* _Seitenauszug_
◆ ◆ ◆

# Suche Notebook fürs Studium bis max. 600 Euro



## Da_Frank (24. Oktober 2009)

*Suche Notebook fürs Studium bis max. 600 Euro*

Hallo Leute,

Ich brauch für mein Studium jetzt ein Notebook.

Die oberste Preisgrenze liegt bei 600 Euro.

Die Technischen Daten sollten erfüllt sein:

- Min 2 Kerne
- 3-4GB RAM
- 15" Display

Vielen Dank für eure Hilfe.


----------



## Nucleus (24. Oktober 2009)

*AW: Suche Notebook fürs Studium bis max. 600 Euro*

Fürs Studium würde ich Dir eher zu einem Netbook á la EE PC raten.

Der kann alles, was er können muss im Studium.

Ich hab selbst nen 15,4" Gerät und schiele voller Neid auf den EE meiner Freundin...


----------



## Icke&Er (24. Oktober 2009)

*AW: Suche Notebook fürs Studium bis max. 600 Euro*

Auch zu empfehlen ist ein Acer Timeline! Super Akkuöaufzeit und bei ca 14Zoll reicht die Graka auch vollkommen aus!
Sollte für 600 auch ein gutes dabei sein!

MFG


----------



## Zerebo (24. Oktober 2009)

*AW: Suche Notebook fürs Studium bis max. 600 Euro*

Richtig.Acer Timeline bieten super mobility und ausreichend power für die meisten Anwendungen.
Vor allem sind die auch klein und leicht,großer Vorteil wenn man die jeden Tag rumschleppen will/muss.
Auch sehr interessant für Studium könnte das hier sein:
Acer Aspire Timeline 1820P Tablet-Subnotebook
Also ein Timeline Gerät mit Touchscreen.Sicherlich klasse um direkt in Skripte Notizen zu machen oder so.
Preis warscheinlich 600 Euro und release auch warscheinlich Anfang December.
Die Frage ist natürlich was du genau mit dem Teil vor hast.


----------



## Naumo (24. Oktober 2009)

◆ ◆ ◆

* _Gestellte Aufgabe a_
Liste alle technischen Anforderungen auf, die Da_Frank im Thread zum Notebook fürs Studium nennt.

◆ ◆ ◆

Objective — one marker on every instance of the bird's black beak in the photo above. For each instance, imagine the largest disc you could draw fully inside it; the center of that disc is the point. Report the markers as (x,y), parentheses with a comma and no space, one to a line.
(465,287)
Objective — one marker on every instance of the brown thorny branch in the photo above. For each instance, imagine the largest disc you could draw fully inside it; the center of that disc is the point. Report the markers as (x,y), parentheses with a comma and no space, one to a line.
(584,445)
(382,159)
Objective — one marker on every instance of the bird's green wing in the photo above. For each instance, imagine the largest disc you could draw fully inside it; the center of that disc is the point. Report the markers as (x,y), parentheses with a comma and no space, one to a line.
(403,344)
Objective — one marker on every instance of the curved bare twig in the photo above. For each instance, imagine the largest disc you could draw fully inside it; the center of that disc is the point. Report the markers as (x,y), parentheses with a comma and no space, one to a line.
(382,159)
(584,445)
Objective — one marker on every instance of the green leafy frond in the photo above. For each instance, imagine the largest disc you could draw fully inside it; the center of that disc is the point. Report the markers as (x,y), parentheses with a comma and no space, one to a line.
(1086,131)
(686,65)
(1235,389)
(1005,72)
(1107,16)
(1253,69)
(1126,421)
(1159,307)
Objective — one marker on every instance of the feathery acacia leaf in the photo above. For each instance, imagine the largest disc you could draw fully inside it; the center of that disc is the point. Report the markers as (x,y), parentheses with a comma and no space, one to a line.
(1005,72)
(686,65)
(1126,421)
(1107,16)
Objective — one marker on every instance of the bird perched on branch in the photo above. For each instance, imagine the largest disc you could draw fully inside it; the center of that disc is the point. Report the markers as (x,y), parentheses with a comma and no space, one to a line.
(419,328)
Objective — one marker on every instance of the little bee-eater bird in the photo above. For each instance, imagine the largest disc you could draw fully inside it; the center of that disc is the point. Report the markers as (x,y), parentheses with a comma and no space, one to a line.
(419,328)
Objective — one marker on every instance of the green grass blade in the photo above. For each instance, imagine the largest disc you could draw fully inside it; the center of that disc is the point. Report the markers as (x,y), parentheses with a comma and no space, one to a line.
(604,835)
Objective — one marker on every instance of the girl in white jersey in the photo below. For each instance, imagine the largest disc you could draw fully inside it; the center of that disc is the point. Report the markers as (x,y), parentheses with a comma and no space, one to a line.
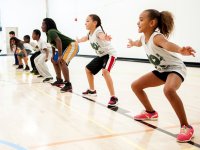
(105,59)
(170,70)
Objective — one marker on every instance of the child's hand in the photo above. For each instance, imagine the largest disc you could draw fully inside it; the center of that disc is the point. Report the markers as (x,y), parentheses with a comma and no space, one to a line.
(108,37)
(187,51)
(130,43)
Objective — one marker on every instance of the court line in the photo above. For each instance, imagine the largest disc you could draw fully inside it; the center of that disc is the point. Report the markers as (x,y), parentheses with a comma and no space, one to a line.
(92,120)
(89,139)
(121,111)
(12,145)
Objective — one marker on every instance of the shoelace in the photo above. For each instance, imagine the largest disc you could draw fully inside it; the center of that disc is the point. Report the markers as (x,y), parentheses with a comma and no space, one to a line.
(183,130)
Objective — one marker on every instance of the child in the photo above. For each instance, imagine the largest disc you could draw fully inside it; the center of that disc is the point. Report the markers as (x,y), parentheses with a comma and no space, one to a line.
(12,34)
(170,70)
(105,59)
(21,52)
(41,59)
(67,49)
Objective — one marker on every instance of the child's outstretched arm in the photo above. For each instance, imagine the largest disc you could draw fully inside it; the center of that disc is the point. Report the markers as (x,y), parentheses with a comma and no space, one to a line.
(83,39)
(104,36)
(161,41)
(132,43)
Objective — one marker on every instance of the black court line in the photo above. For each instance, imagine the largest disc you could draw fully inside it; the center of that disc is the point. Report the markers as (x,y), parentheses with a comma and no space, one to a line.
(124,113)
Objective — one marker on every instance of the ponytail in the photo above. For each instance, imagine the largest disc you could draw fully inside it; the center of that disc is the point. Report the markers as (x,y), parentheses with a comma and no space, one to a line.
(98,20)
(165,21)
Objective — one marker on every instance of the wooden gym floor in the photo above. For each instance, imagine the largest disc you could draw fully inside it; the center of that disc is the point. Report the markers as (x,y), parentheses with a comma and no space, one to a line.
(36,116)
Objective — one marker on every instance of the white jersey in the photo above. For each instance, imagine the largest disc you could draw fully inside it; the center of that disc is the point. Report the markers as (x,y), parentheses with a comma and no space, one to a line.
(28,47)
(163,60)
(101,47)
(42,45)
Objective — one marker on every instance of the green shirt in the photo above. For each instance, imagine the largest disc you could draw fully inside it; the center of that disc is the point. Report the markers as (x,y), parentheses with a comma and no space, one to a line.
(52,34)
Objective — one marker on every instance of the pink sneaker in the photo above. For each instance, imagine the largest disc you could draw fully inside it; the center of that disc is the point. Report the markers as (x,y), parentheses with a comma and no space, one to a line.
(186,134)
(146,116)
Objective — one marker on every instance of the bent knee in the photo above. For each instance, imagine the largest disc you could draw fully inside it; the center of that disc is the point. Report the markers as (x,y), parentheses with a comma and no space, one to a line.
(105,72)
(169,90)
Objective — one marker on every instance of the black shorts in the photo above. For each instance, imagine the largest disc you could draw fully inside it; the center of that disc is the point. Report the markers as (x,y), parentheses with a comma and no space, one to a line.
(163,75)
(98,63)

◆ ◆ ◆

* _Gestellte Aufgabe b_
Zeige jede Zeile aus den Datensätzen oben, in der das Wort „court“ vorkommt.

* _Vollständige Antwort a_
- Min 2 Kerne
- 3-4GB RAM
- 15" Display

* _Vollständige Antwort b_
Objective — one marker on every instance of the court line in the photo above. For each instance, imagine the largest disc you could draw fully inside it; the center of that disc is the point. Report the markers as (x,y), parentheses with a comma and no space, one to a line.
Objective — one marker on every instance of the black court line in the photo above. For each instance, imagine the largest disc you could draw fully inside it; the center of that disc is the point. Report the markers as (x,y), parentheses with a comma and no space, one to a line.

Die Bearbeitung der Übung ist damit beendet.